Given exercise: Starting with the line that contains "Query: black hockey puck" and going on through the end of the data, write those lines out again with "goalie" substituted by "goaltender" and everything else left as it is. Omit the pictures from your answer.

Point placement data
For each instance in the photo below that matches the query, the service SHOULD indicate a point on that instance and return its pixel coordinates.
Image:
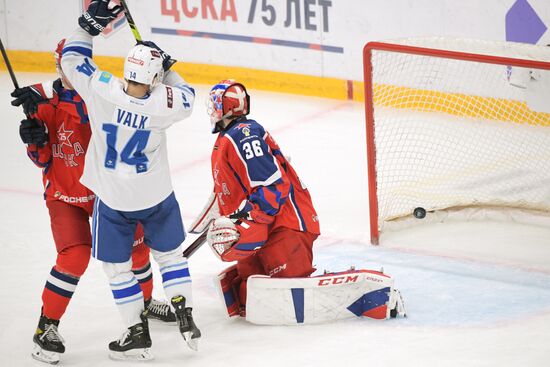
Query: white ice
(477, 294)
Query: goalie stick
(8, 65)
(201, 224)
(130, 21)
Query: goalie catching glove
(233, 240)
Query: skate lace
(159, 308)
(52, 335)
(125, 335)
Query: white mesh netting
(451, 133)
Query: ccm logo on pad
(338, 280)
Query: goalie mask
(227, 99)
(144, 65)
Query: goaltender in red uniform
(268, 223)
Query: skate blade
(45, 356)
(154, 320)
(191, 343)
(140, 354)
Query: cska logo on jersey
(114, 26)
(63, 136)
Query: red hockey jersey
(252, 175)
(62, 157)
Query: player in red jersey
(57, 132)
(268, 223)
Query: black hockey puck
(419, 212)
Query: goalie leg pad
(330, 297)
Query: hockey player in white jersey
(127, 167)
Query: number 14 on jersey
(132, 153)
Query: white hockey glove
(222, 234)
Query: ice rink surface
(477, 293)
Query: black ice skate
(159, 311)
(134, 344)
(48, 343)
(188, 329)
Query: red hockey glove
(235, 241)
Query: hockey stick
(201, 224)
(130, 21)
(8, 65)
(192, 248)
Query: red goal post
(421, 92)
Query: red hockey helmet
(227, 99)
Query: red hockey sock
(63, 279)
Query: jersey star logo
(215, 173)
(63, 136)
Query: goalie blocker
(313, 300)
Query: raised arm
(77, 63)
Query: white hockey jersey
(126, 162)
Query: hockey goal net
(454, 124)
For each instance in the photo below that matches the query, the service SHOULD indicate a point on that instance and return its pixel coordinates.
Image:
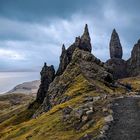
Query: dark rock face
(82, 43)
(47, 75)
(118, 67)
(115, 46)
(64, 60)
(82, 63)
(133, 63)
(117, 64)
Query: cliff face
(47, 75)
(133, 63)
(83, 65)
(116, 62)
(82, 43)
(115, 46)
(76, 102)
(120, 67)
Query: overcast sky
(33, 31)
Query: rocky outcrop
(82, 43)
(83, 64)
(64, 61)
(47, 75)
(117, 64)
(133, 64)
(115, 46)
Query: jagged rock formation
(133, 64)
(83, 64)
(116, 62)
(82, 43)
(118, 66)
(115, 46)
(47, 75)
(64, 60)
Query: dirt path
(126, 124)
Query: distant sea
(9, 80)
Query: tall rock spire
(47, 75)
(134, 62)
(85, 40)
(63, 61)
(115, 46)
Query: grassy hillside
(50, 125)
(11, 104)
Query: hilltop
(75, 101)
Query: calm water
(8, 80)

Exercise result:
Query: black hockey puck
(419, 212)
Query: goaltender leg pad
(330, 297)
Query: hockey player in white jersey
(127, 167)
Query: number 14 on jersey
(132, 153)
Query: white hockey glove
(222, 234)
Query: ice rink surface
(477, 293)
Query: black ice skate
(159, 311)
(134, 344)
(48, 343)
(188, 329)
Query: red hockey glove
(235, 241)
Query: hockey stick
(201, 224)
(130, 21)
(8, 65)
(192, 248)
Query: red goal post
(421, 92)
Query: red hockey helmet
(227, 99)
Query: red hockey sock
(63, 279)
Query: jersey star logo
(215, 173)
(63, 136)
Query: goaltender blocker
(313, 300)
Query: raised arm
(77, 63)
Query: white hockey jersey
(126, 162)
Query: hockey goal net
(454, 124)
For each instance in the photo below that matches the query, the service SHOULD indicate a point on that instance and return its pixel coordinates.
Image:
Query: dark rock face
(82, 43)
(47, 75)
(118, 67)
(115, 46)
(64, 60)
(82, 63)
(133, 63)
(117, 64)
Query: cliff face
(47, 75)
(133, 63)
(83, 65)
(116, 62)
(82, 43)
(115, 46)
(76, 102)
(120, 67)
Query: overcast sky
(33, 31)
Query: rocky outcrop
(82, 43)
(83, 64)
(64, 61)
(47, 75)
(117, 64)
(133, 64)
(115, 46)
Query: jagged rock formation
(133, 64)
(83, 64)
(116, 62)
(82, 43)
(118, 66)
(115, 46)
(47, 75)
(64, 60)
Query: dirt path
(126, 124)
Query: distant sea
(9, 80)
Query: tall rock spire
(47, 75)
(134, 62)
(85, 40)
(63, 61)
(115, 46)
Query: grassy hillside
(50, 125)
(11, 104)
Query: hilltop
(75, 101)
Query: calm water
(8, 80)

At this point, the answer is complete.